**EXTRAIT CHOISI:**

□ □ □ □ □ □ □

Dans la série des Écritures, Benoit Blanchard reproduit à la sanguine des braises. Fragiles et translucides, elles ont pour particularité de ne pas montrer les flammes qui les consument, ni même l’espace qui les environne. Seuls subsistent un tracé rouge et fin, des hachures figurant discrètement le relief, et des zones vides qui se confondent avec la blancheur du papier.

On est d’abord intrigué par le tortillement des traits colorés : ils laissent parfois émerger un dessin rigoureux et réaliste, quand le motif parait d’autres fois s’abstraire, comme si ces braises s’éteignaient peu à peu, ayant perdu de leur chaleur. Puis on se dit que leur intention n’a jamais été d’en rendre l’incandescence ni le dépérissement. Une certaine légèreté s’en dégage, celle initiée par de minuscules gestes de dessinateurs, gestes presque fortuits, idiosyncrasiques, qui témoignent simultanément d’une patience et d’un empressement s’emparant de la main de l’artiste. Il s’agit d’une écriture.

□ □ □ □ □ □ □

**PROBLÈME POSÉ A:** Dans l'extrait sur la série des Écritures, avec quelle technique Benoit Blanchard reproduit-il des braises ?
L'extrait et les entrées sont deux matériaux sans lien entre eux.

□ □ □ □ □ □ □

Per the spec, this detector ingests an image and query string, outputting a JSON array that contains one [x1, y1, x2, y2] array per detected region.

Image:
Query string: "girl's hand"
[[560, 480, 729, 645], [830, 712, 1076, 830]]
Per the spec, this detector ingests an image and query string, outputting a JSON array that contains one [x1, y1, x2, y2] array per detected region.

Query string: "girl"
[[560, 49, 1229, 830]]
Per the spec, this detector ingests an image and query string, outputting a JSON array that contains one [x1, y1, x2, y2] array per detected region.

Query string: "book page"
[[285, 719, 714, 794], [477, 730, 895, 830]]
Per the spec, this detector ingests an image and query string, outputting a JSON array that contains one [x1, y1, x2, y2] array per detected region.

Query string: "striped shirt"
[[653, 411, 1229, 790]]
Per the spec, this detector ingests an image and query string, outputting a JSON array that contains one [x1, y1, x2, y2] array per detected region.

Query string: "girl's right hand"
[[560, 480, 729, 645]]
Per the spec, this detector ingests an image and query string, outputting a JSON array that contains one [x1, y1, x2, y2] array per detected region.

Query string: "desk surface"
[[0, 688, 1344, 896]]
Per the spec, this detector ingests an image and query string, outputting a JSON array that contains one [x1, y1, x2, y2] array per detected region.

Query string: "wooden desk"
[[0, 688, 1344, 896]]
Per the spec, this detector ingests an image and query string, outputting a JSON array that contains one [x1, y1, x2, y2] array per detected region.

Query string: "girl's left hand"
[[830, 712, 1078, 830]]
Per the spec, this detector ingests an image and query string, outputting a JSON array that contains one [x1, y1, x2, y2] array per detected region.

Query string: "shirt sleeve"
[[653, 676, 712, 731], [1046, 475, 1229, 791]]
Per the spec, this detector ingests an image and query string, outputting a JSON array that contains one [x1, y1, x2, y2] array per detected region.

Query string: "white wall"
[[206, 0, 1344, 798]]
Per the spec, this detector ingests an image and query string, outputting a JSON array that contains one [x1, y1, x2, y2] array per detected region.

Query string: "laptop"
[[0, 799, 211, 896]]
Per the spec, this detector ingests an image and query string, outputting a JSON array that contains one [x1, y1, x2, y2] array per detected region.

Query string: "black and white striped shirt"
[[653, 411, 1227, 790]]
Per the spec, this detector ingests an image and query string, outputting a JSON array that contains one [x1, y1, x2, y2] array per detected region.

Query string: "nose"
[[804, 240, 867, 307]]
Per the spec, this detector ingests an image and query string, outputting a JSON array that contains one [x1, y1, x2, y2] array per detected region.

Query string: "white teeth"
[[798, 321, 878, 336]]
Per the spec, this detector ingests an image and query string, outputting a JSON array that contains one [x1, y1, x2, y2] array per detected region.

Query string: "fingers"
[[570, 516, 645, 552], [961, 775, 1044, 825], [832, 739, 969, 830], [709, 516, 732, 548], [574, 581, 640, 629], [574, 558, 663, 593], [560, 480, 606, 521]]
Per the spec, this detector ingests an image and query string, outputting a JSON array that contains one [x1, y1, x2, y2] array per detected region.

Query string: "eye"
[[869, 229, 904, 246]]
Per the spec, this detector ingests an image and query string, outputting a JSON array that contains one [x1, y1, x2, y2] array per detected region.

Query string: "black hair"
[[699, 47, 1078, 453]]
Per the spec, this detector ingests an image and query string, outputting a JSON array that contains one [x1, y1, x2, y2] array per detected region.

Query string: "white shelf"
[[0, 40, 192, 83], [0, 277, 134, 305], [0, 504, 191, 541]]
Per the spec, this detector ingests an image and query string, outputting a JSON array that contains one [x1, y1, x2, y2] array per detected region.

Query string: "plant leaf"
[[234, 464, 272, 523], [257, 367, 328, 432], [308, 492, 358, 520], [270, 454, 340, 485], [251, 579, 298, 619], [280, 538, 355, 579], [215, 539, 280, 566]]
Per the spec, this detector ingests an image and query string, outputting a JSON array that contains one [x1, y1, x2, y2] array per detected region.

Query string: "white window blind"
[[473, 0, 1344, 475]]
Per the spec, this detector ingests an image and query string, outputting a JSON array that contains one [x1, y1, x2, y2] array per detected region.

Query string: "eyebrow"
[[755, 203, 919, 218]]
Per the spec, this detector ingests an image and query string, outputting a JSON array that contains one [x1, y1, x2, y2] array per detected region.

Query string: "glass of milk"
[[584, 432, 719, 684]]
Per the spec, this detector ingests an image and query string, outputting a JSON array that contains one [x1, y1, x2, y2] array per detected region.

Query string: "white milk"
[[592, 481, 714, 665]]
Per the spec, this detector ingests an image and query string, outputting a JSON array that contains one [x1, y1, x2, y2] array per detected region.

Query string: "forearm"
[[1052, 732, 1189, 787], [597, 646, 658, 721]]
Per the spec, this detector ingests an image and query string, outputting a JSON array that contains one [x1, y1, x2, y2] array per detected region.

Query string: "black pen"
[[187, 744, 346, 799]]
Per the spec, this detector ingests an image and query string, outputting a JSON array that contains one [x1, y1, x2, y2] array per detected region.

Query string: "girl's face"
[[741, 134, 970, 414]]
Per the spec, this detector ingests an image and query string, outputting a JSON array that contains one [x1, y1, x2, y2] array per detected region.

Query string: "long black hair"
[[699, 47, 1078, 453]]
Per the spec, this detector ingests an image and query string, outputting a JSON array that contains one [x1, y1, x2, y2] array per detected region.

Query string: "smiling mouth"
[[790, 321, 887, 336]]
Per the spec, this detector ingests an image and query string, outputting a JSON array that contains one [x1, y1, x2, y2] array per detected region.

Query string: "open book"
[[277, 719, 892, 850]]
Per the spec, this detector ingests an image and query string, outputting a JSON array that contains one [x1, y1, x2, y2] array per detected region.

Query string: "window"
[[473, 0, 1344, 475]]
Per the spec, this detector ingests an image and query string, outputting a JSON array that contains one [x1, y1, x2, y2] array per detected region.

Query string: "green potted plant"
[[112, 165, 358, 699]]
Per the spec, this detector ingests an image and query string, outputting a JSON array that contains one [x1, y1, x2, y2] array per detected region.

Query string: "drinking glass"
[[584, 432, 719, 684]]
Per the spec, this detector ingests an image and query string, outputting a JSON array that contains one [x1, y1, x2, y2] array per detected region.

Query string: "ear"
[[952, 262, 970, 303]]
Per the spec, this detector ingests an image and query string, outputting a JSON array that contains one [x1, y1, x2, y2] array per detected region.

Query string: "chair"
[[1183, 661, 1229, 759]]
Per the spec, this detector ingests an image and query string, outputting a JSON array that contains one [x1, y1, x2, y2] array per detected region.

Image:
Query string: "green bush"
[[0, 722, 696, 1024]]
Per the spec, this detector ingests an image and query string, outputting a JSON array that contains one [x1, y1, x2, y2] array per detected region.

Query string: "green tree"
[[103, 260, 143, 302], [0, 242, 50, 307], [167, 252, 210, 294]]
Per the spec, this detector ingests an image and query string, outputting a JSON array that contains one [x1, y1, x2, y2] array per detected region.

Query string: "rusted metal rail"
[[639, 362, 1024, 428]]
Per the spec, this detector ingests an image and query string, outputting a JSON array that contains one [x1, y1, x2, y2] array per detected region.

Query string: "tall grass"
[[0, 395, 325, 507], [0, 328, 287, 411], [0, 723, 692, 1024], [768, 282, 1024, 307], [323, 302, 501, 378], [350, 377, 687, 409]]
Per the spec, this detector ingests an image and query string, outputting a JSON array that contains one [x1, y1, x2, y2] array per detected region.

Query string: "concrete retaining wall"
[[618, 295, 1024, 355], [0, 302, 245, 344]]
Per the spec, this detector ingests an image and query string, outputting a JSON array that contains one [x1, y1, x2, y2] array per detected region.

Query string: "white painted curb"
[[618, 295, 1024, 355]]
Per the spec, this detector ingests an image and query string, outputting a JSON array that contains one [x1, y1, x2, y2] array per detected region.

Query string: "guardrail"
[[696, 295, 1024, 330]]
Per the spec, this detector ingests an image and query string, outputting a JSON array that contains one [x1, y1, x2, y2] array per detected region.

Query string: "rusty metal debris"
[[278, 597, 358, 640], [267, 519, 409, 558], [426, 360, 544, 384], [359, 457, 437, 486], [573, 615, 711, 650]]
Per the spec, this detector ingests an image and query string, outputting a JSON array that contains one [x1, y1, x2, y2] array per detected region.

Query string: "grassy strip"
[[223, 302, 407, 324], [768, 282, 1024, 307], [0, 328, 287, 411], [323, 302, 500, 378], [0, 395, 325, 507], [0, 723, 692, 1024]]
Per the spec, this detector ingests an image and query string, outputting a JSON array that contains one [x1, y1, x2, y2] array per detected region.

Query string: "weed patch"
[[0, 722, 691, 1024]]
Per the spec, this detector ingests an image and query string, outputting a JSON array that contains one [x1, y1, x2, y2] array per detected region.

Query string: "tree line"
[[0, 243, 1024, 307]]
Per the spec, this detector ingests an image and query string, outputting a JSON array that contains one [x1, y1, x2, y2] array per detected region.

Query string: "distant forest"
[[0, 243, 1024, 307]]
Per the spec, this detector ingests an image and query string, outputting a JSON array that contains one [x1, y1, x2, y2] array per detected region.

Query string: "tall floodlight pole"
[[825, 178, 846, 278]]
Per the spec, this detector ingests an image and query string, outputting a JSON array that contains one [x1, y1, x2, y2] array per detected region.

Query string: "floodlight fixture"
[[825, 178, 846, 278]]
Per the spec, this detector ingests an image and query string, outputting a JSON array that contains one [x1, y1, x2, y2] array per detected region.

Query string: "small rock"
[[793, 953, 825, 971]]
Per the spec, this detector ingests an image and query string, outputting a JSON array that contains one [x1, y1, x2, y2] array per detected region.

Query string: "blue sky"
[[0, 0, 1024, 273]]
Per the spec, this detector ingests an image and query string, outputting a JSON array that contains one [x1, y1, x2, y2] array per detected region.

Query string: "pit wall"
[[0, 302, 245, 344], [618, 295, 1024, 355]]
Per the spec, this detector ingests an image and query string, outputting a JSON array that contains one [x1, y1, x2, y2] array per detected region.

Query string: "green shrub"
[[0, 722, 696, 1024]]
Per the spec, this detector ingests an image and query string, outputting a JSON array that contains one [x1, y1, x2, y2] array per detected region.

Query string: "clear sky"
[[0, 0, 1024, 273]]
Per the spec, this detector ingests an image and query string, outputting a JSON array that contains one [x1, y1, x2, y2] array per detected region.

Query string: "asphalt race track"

□ □ □ □ □ □ □

**PROBLÈME POSÉ B:** Mettez en CSV à deux colonnes, nommées « consigne » et « reponse », les entrées allant du début jusqu'à la ligne contenant "[[0, 799, 211, 896]]" incluse. Prévoyez une ligne par entrée, avec son texte et sa réponse chacun dans un seul champ entre guillemets, et remplacez les sauts de ligne par des espaces.

**CORRIGÉ DE L'EXERCICE A:** Il les reproduit à la sanguine.

**CORRIGÉ DE L'EXERCICE B:**
consigne,reponse
"Per the spec, this detector ingests an image and query string, outputting a JSON array that contains one [x1, y1, x2, y2] array per detected region. Image: Query string: ""girl's hand""","[[560, 480, 729, 645], [830, 712, 1076, 830]]"
"Per the spec, this detector ingests an image and query string, outputting a JSON array that contains one [x1, y1, x2, y2] array per detected region. Query string: ""girl""","[[560, 49, 1229, 830]]"
"Per the spec, this detector ingests an image and query string, outputting a JSON array that contains one [x1, y1, x2, y2] array per detected region. Query string: ""book page""","[[285, 719, 714, 794], [477, 730, 895, 830]]"
"Per the spec, this detector ingests an image and query string, outputting a JSON array that contains one [x1, y1, x2, y2] array per detected region. Query string: ""striped shirt""","[[653, 411, 1229, 790]]"
"Per the spec, this detector ingests an image and query string, outputting a JSON array that contains one [x1, y1, x2, y2] array per detected region. Query string: ""girl's right hand""","[[560, 480, 729, 645]]"
"Per the spec, this detector ingests an image and query string, outputting a JSON array that contains one [x1, y1, x2, y2] array per detected region. Query string: ""desk surface""","[[0, 688, 1344, 896]]"
"Per the spec, this detector ingests an image and query string, outputting a JSON array that contains one [x1, y1, x2, y2] array per detected region. Query string: ""wooden desk""","[[0, 688, 1344, 896]]"
"Per the spec, this detector ingests an image and query string, outputting a JSON array that contains one [x1, y1, x2, y2] array per detected region. Query string: ""girl's left hand""","[[830, 712, 1078, 830]]"
"Per the spec, this detector ingests an image and query string, outputting a JSON array that contains one [x1, y1, x2, y2] array per detected region. Query string: ""shirt sleeve""","[[653, 676, 712, 731], [1046, 475, 1229, 791]]"
"Per the spec, this detector ingests an image and query string, outputting a JSON array that contains one [x1, y1, x2, y2] array per detected region. Query string: ""white wall""","[[206, 0, 1344, 798]]"
"Per the spec, this detector ingests an image and query string, outputting a JSON array that contains one [x1, y1, x2, y2] array per detected region. Query string: ""laptop""","[[0, 799, 211, 896]]"